### What the exercise asks
Copy out each line of the records below that contains the string "insects".

### Input data
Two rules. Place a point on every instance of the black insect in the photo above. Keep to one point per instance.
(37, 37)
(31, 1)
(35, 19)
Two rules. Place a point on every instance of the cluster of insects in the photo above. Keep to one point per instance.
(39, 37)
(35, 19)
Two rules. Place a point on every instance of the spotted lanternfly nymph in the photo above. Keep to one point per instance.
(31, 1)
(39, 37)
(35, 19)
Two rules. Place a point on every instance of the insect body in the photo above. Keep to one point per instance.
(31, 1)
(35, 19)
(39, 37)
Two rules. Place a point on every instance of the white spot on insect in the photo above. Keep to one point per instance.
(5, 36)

* * *

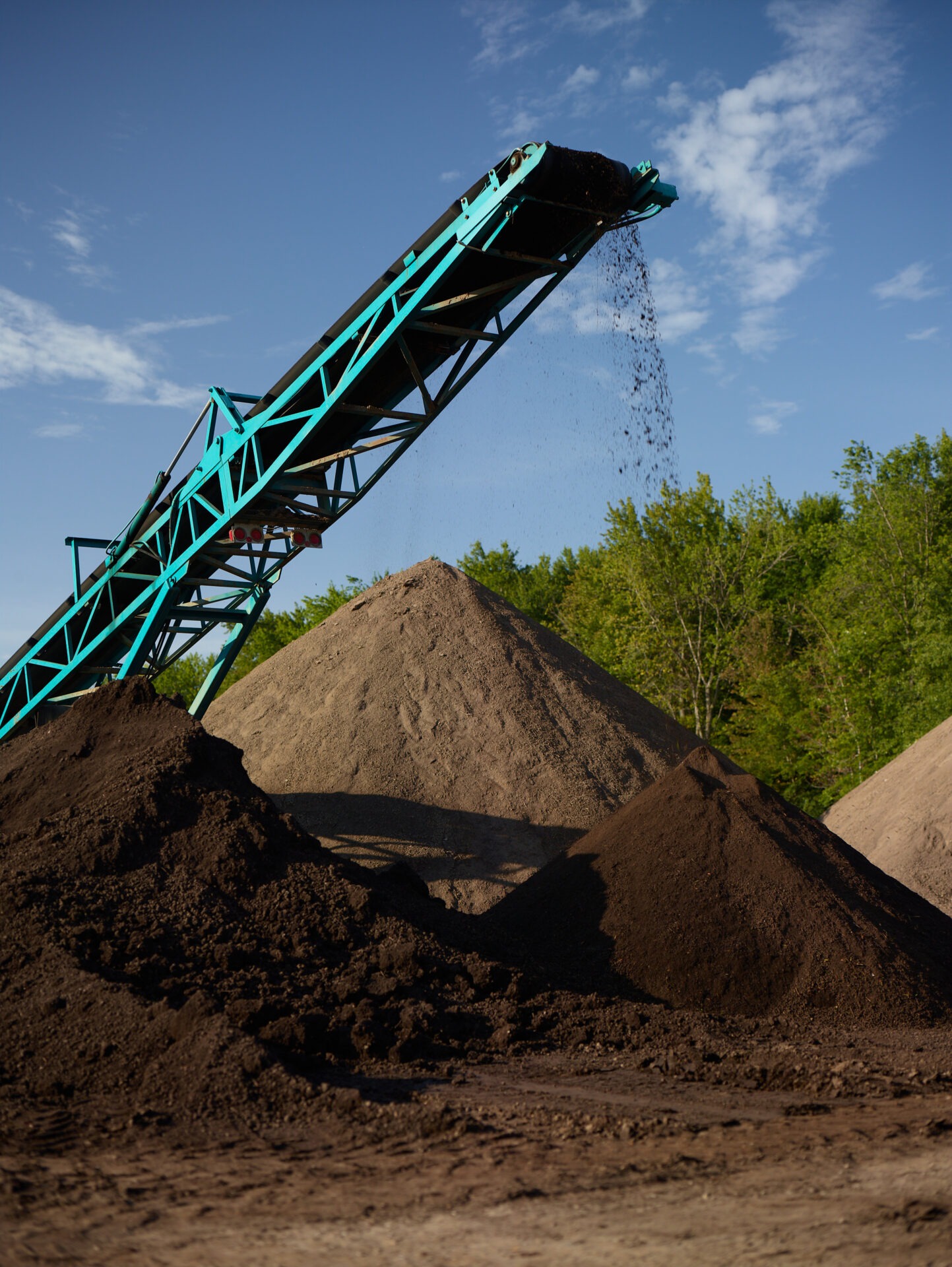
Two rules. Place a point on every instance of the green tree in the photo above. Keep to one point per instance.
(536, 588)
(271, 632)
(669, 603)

### Task answer
Two rules. Place a point on every instance of the cluster of insects in the photo above. Keep to one point per instance.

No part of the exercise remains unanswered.